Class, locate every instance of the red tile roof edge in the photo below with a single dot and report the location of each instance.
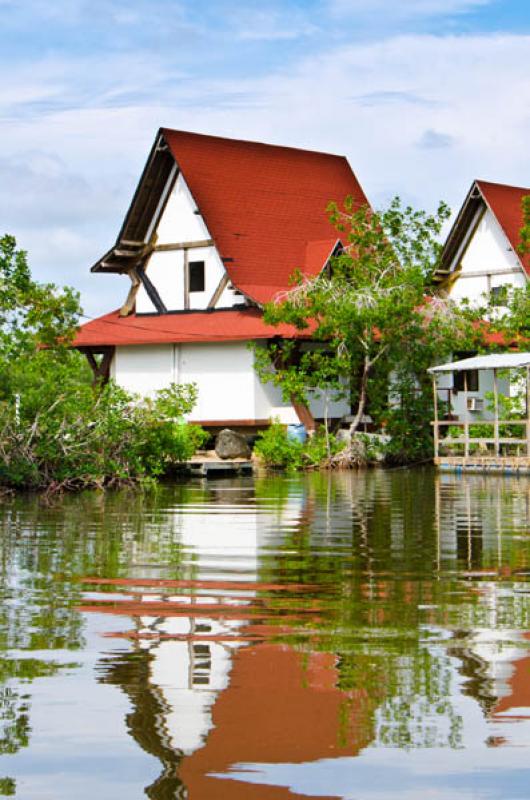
(181, 327)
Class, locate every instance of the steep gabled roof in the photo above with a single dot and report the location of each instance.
(262, 204)
(504, 202)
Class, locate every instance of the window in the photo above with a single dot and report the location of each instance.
(196, 276)
(472, 380)
(499, 295)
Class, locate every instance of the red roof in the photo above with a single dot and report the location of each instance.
(505, 203)
(201, 326)
(263, 204)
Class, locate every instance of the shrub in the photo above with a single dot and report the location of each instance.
(277, 450)
(319, 448)
(87, 437)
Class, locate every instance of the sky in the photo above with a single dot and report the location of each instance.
(422, 96)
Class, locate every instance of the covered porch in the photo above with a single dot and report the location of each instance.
(489, 433)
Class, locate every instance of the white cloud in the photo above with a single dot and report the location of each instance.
(406, 8)
(71, 165)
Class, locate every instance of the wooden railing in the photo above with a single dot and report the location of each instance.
(497, 440)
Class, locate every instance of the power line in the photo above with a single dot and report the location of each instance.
(144, 328)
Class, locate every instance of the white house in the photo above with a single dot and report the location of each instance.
(479, 259)
(216, 228)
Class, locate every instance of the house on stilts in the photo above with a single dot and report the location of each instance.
(481, 261)
(215, 230)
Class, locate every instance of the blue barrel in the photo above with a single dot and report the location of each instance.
(297, 432)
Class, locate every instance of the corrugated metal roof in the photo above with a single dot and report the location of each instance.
(492, 361)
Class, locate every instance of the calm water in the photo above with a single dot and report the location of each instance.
(362, 636)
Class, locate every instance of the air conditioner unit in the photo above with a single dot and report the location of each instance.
(475, 403)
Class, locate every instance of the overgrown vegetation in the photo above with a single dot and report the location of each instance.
(277, 450)
(378, 323)
(58, 430)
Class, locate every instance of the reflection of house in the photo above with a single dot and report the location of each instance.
(208, 688)
(217, 228)
(282, 706)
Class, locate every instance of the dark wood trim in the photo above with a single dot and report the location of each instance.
(164, 248)
(304, 414)
(101, 370)
(151, 290)
(186, 280)
(221, 286)
(128, 306)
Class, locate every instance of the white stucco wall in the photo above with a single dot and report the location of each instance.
(488, 261)
(224, 375)
(485, 384)
(229, 388)
(180, 224)
(144, 369)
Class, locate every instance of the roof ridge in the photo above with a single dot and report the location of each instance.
(481, 182)
(254, 142)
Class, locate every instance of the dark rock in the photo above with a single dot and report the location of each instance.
(229, 444)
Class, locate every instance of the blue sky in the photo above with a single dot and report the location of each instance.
(421, 95)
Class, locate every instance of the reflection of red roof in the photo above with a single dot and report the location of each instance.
(263, 204)
(201, 326)
(519, 697)
(505, 203)
(280, 706)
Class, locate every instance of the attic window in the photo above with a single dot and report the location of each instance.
(499, 295)
(196, 276)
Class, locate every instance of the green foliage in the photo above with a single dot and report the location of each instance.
(374, 322)
(524, 246)
(277, 450)
(93, 438)
(319, 448)
(56, 428)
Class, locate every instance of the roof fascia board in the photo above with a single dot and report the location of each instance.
(158, 144)
(466, 239)
(142, 191)
(459, 230)
(166, 191)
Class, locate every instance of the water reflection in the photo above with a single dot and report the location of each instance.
(279, 637)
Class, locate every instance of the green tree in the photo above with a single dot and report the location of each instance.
(375, 313)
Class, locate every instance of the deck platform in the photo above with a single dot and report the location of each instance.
(509, 465)
(209, 465)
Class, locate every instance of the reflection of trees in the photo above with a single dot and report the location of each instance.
(389, 554)
(145, 723)
(393, 585)
(42, 551)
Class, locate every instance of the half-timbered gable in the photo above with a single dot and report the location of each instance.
(481, 255)
(216, 229)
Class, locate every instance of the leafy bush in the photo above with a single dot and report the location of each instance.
(277, 450)
(86, 437)
(318, 449)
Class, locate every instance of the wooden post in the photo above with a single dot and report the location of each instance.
(466, 418)
(435, 428)
(496, 412)
(528, 412)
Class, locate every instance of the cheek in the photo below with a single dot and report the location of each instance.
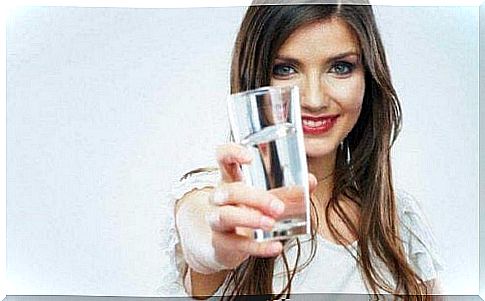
(350, 94)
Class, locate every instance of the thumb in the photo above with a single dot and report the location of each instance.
(312, 182)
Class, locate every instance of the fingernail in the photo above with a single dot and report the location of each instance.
(266, 222)
(277, 206)
(220, 196)
(213, 218)
(275, 248)
(246, 156)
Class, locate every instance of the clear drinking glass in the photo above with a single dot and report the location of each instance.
(267, 121)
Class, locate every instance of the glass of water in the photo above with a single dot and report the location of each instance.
(267, 121)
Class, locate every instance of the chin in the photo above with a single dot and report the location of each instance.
(315, 150)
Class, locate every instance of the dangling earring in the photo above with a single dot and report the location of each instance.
(345, 149)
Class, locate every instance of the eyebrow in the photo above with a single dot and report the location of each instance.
(332, 58)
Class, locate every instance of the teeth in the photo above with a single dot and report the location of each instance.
(319, 123)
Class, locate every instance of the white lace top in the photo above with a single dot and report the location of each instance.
(332, 270)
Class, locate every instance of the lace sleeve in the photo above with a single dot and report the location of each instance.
(419, 242)
(174, 266)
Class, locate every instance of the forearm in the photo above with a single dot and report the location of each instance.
(203, 286)
(190, 209)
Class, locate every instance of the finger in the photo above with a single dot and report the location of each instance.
(229, 158)
(238, 193)
(232, 244)
(227, 218)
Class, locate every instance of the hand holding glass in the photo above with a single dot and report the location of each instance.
(268, 122)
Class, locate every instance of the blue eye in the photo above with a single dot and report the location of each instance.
(283, 70)
(342, 68)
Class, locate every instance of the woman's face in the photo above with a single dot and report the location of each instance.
(323, 60)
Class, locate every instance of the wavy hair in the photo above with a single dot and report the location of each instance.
(367, 182)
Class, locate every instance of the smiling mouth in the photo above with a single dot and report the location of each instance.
(318, 125)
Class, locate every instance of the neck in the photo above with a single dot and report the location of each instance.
(322, 168)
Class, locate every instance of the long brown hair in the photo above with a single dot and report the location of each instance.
(367, 181)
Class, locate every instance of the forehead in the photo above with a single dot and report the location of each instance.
(327, 37)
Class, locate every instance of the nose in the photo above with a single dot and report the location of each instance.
(313, 94)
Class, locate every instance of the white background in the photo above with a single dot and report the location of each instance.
(106, 107)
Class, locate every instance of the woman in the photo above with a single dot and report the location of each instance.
(366, 239)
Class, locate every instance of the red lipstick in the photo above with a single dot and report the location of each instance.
(317, 125)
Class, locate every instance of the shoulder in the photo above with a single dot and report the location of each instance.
(417, 236)
(196, 179)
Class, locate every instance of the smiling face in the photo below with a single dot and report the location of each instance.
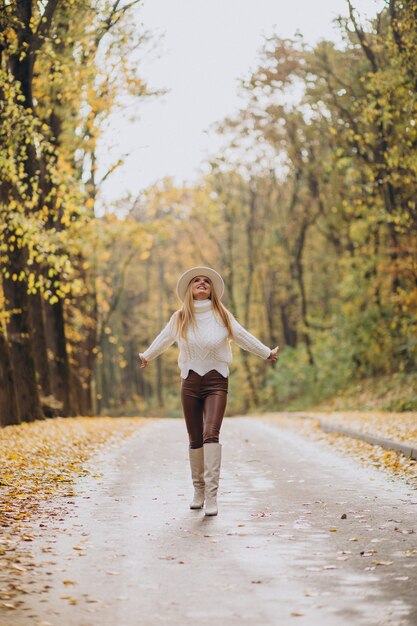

# The exercise
How many lines above contain the word "smiling"? Reply with the number alone.

# Final result
2